### What you should do
Reproduce the records below word for word, from their first line through the line containing "column 1151, row 623".

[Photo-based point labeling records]

------------------------------

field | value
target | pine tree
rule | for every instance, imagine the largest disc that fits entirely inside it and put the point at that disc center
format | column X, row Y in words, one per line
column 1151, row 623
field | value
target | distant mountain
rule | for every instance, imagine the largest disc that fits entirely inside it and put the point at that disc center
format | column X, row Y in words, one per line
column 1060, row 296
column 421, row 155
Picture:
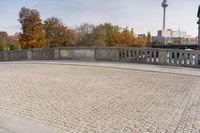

------------------------------

### Exercise answer
field | value
target | pine tree
rule | for every instance, imagine the largest disc that fits entirely inside it and put the point at that disc center
format | column X, row Y in words, one per line
column 1151, row 623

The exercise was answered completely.